DATA EXCERPTS:
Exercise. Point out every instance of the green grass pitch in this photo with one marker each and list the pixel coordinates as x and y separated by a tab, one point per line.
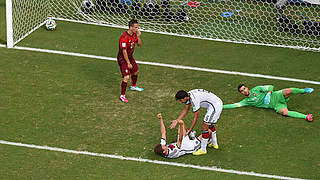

---

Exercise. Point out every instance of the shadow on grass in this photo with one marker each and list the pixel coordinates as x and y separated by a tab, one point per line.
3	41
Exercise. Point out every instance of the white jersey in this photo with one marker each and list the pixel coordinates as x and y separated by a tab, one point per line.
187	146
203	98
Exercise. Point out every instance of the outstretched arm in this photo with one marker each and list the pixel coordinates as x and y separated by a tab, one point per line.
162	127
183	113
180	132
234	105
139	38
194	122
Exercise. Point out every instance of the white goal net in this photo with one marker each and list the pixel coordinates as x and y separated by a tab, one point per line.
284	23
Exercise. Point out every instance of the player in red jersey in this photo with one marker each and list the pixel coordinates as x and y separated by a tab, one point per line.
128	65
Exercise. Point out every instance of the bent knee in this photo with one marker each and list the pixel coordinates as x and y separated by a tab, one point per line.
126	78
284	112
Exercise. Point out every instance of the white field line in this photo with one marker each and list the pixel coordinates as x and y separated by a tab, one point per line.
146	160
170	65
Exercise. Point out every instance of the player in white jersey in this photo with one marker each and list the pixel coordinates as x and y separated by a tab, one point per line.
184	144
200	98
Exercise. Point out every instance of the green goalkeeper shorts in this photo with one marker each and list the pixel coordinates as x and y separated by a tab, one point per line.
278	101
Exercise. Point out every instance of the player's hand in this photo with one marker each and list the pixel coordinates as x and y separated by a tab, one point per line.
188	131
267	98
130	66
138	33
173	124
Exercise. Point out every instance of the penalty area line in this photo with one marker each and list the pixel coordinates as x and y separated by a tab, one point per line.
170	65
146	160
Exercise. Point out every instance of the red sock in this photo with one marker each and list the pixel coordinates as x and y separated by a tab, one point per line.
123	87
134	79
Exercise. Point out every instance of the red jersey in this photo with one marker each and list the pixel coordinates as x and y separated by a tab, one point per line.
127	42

==

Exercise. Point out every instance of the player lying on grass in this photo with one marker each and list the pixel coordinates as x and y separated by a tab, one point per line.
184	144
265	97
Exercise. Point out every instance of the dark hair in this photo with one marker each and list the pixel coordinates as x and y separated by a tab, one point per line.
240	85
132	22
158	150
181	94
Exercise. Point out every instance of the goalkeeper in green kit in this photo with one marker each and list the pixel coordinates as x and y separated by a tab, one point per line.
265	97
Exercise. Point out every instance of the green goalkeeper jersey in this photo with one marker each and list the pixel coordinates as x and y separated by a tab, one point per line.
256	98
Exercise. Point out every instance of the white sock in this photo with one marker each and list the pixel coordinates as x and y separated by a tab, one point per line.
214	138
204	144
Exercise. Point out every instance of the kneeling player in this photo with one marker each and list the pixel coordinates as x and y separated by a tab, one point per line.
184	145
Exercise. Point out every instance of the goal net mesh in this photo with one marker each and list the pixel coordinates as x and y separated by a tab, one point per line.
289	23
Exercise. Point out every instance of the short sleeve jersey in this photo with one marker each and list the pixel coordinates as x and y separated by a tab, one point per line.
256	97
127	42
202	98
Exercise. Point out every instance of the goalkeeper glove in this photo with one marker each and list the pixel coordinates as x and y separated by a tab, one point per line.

REQUIREMENT:
Format the rows as a Markdown table with the columns Number and Row line, one table row per line and blank lines left out. Begin at the line that contains "Exercise. Point out every instance of the goal net" and stop after the line that contains "Exercise. Point out every instance of the goalkeeper glove".

TASK RESULT:
| Number | Row line |
|---|---|
| 1 | Exercise. Point out every instance of the goal net mesh in this photo with one marker each and list the pixel coordinates as x and y separated by a tab, one point per line. |
| 2 | 289	23 |
| 3 | Exercise. Point out every instance of the short sleeve jersey in this photo with one marker each and list the pixel coordinates as x and y separated by a tab, one point per line. |
| 4 | 256	97 |
| 5 | 127	42 |
| 6 | 202	98 |
| 7 | Exercise. Point out every instance of the goalkeeper glove in this photo with one marker each and list the pixel coordinates as x and y separated by a tab, one point per line. |